(INPUT DATA Opens)

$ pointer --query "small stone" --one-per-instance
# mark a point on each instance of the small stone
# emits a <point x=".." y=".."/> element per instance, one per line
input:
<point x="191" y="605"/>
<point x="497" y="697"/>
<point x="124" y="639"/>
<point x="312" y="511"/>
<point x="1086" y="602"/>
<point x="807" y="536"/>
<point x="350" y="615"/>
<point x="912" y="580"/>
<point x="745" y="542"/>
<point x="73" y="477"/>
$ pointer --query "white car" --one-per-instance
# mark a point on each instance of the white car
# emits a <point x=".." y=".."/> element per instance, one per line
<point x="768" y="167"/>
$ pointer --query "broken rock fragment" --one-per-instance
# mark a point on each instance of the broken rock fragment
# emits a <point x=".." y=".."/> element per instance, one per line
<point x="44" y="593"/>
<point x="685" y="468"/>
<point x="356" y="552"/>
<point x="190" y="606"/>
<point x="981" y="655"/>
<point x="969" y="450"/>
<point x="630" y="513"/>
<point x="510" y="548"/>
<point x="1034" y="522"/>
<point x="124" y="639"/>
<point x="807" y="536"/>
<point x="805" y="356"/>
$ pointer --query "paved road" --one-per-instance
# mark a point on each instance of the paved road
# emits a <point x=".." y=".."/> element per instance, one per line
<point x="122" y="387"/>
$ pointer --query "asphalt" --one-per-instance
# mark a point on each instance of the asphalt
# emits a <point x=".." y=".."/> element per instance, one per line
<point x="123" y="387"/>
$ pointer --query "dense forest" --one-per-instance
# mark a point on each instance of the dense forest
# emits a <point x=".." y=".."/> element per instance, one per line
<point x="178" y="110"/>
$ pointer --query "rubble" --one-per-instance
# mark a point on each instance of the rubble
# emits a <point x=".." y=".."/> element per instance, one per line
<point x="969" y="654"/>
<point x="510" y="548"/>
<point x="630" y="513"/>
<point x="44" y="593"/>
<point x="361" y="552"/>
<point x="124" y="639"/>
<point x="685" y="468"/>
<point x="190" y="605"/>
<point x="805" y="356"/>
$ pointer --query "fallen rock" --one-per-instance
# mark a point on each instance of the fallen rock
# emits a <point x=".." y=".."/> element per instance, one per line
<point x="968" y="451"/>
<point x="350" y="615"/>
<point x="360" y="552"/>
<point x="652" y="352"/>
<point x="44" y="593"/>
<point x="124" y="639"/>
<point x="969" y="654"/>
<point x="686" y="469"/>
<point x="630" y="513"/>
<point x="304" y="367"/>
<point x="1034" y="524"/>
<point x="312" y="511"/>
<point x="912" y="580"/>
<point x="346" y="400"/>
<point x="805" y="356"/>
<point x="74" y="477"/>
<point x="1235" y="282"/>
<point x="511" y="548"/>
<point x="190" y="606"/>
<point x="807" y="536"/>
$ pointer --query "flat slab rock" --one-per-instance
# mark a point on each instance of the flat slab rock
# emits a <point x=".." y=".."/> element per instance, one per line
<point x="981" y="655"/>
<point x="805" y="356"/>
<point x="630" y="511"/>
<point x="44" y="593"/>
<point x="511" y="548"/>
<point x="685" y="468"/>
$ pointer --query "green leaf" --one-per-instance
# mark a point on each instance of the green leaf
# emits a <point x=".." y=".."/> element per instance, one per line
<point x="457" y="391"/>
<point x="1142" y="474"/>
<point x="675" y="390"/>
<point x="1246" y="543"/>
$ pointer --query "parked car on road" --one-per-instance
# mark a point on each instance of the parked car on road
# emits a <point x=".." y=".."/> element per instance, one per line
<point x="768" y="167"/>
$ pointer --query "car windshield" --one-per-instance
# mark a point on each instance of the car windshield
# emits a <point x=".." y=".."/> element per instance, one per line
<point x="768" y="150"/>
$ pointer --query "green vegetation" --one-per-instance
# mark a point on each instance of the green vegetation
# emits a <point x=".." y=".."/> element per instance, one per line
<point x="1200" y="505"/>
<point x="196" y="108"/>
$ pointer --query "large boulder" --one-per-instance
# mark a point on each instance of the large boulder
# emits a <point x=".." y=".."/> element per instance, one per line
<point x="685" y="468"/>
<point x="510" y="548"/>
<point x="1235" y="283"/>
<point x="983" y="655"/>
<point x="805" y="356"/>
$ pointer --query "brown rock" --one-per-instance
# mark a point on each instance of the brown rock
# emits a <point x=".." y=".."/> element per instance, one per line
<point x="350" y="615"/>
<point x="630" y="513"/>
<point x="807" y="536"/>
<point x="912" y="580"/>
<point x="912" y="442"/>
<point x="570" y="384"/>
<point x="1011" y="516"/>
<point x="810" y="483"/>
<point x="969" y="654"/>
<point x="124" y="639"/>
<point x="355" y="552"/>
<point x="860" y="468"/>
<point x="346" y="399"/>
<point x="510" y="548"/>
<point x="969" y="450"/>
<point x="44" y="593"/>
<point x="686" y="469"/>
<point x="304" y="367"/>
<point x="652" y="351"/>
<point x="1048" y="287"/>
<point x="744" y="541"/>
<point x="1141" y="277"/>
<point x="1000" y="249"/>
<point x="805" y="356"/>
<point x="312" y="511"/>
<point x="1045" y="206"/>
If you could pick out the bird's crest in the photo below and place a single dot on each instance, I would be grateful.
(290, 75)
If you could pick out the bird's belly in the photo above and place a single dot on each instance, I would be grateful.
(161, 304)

(INPUT DATA Closes)
(INPUT DATA Opens)

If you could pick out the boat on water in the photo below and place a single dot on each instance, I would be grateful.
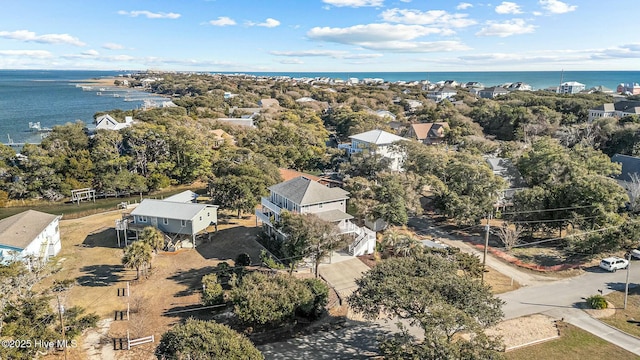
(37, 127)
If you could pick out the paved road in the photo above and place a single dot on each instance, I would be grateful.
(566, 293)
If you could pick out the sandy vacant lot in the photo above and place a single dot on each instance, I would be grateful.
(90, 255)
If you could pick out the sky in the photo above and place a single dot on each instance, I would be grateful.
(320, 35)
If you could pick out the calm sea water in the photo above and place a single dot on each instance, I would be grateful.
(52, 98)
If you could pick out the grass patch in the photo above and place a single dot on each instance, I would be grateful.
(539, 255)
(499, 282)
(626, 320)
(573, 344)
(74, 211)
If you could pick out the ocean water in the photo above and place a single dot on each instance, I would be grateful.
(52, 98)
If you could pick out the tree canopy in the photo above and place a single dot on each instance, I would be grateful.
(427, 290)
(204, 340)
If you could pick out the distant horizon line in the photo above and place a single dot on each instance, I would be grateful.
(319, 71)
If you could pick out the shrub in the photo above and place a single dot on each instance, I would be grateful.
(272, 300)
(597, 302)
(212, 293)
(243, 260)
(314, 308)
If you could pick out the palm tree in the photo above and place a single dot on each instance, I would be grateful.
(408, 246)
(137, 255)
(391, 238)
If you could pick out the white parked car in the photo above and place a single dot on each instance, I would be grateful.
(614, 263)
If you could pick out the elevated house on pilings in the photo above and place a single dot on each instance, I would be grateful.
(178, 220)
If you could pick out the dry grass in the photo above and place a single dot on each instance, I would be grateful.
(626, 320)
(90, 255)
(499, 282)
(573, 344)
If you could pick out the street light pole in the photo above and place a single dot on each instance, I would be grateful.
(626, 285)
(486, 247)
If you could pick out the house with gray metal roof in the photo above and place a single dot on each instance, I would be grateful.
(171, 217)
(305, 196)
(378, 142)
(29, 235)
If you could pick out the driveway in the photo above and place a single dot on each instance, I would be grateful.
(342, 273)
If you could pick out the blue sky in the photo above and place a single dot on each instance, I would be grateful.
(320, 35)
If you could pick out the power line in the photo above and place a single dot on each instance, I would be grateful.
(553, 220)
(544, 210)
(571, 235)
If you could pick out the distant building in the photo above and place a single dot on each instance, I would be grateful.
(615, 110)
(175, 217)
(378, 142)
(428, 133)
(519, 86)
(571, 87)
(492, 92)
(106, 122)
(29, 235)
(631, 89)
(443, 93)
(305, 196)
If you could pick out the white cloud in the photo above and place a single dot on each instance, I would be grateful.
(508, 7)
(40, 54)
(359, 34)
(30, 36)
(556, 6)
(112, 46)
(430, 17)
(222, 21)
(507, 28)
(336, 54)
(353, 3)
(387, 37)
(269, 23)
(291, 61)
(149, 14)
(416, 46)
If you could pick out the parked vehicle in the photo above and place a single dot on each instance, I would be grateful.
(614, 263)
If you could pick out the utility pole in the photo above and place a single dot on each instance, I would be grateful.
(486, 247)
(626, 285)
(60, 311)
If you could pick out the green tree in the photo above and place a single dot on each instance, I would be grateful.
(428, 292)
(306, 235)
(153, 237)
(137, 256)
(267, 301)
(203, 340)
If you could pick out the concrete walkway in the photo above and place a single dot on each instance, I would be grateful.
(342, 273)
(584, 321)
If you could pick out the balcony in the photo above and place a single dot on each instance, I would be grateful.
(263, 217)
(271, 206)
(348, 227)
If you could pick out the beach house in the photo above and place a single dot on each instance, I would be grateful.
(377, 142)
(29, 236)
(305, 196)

(INPUT DATA Closes)
(INPUT DATA Opens)

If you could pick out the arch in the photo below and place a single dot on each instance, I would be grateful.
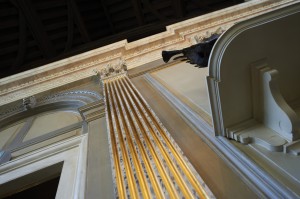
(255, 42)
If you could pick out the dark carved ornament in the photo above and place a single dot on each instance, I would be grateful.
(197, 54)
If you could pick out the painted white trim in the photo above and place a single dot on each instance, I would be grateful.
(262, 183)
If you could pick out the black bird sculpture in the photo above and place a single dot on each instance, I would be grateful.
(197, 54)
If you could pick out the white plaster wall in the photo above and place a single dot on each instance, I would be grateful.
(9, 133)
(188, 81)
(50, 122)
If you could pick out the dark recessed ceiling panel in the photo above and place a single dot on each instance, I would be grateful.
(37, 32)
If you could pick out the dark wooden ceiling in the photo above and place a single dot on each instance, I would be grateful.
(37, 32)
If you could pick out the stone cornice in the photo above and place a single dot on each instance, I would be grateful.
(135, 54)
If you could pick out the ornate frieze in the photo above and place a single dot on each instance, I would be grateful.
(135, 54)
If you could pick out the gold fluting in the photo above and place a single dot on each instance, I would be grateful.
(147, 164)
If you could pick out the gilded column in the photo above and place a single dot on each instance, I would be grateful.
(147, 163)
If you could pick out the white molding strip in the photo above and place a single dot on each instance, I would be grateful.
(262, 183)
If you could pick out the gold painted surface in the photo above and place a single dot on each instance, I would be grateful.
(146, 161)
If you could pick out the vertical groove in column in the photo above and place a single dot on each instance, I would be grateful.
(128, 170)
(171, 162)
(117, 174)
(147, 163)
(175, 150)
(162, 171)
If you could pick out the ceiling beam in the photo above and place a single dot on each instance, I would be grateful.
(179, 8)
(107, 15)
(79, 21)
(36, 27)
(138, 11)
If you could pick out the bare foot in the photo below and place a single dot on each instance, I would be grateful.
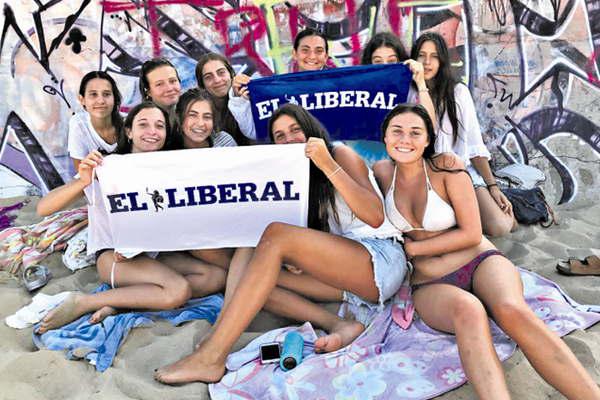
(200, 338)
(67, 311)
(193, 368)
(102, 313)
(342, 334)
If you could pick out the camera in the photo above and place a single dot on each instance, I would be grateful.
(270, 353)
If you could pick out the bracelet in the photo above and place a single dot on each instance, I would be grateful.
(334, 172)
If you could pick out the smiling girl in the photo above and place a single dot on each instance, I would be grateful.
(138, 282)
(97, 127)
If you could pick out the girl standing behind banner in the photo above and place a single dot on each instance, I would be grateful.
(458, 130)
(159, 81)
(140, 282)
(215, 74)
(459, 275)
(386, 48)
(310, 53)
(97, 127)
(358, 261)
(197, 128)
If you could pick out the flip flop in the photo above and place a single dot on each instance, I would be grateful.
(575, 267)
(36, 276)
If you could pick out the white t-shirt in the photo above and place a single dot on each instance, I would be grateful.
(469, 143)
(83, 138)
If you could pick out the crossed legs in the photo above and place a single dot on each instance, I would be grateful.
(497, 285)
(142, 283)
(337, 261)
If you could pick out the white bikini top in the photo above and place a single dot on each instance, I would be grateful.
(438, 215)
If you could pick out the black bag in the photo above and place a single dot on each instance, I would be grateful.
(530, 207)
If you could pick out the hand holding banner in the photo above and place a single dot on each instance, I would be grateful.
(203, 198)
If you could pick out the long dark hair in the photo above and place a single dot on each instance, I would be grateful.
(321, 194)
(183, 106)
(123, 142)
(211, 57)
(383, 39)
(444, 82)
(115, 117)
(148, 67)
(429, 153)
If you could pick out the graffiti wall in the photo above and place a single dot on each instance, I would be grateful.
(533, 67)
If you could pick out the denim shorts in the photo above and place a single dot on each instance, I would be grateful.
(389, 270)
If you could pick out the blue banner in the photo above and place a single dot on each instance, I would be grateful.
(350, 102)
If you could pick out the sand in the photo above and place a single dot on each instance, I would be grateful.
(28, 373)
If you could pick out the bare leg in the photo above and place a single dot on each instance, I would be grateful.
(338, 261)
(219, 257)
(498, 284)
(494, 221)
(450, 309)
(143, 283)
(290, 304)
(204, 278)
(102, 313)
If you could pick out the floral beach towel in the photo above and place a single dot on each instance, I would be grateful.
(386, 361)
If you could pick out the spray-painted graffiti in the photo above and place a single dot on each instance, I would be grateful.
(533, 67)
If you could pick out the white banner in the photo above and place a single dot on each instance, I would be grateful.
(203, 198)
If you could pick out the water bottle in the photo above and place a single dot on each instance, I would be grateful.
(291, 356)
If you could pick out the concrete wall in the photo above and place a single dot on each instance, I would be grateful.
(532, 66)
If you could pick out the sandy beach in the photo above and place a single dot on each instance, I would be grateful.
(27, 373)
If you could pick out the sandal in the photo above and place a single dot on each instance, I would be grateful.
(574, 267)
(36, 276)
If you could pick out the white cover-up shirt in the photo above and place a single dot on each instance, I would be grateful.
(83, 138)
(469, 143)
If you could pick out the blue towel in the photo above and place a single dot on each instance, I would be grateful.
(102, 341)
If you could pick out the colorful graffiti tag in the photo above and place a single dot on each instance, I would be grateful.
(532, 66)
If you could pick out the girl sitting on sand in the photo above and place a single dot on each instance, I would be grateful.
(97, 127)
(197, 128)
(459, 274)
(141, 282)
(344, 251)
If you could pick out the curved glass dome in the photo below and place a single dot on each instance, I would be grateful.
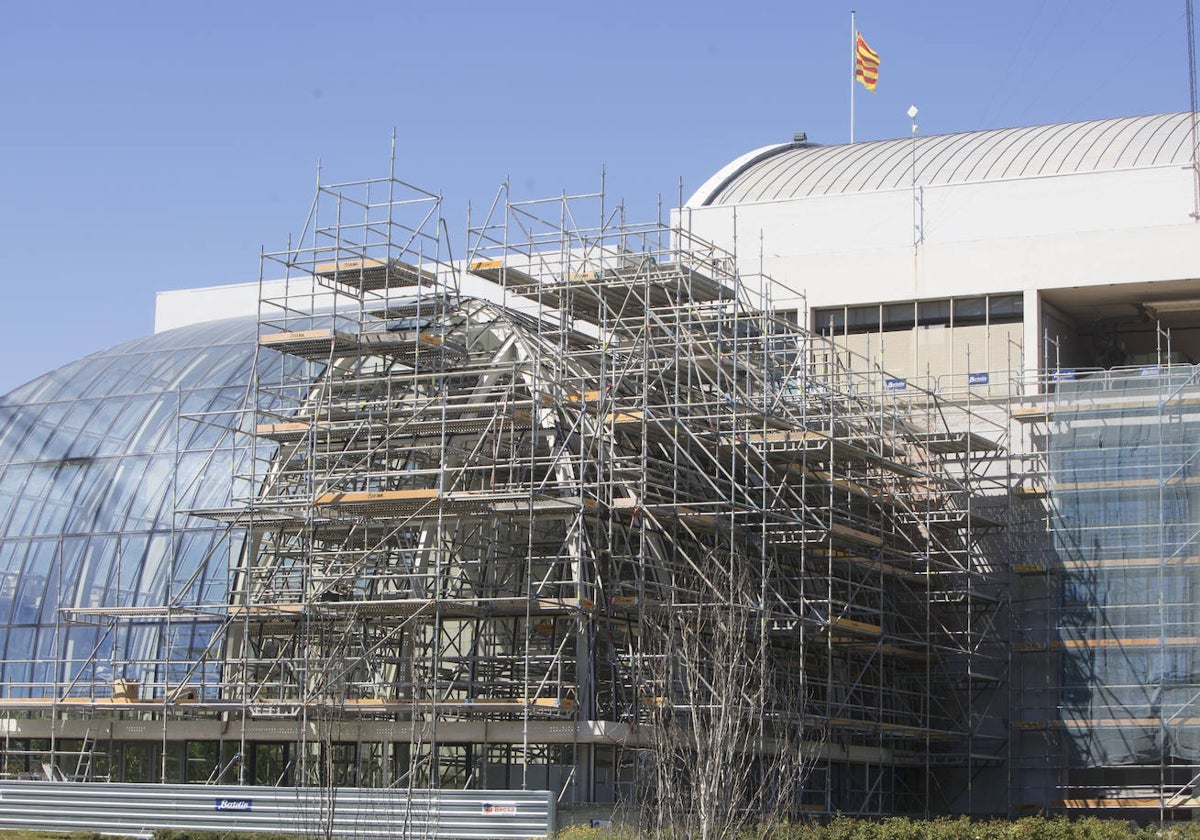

(INPUT DATA Closes)

■ **WORK ITEM**
Scan the entries above. Copy each line that has the string "large".

■ **ANSWER AREA**
$ pointer --query "large boulder" --one-per-instance
# mark a point on each instance of the large boulder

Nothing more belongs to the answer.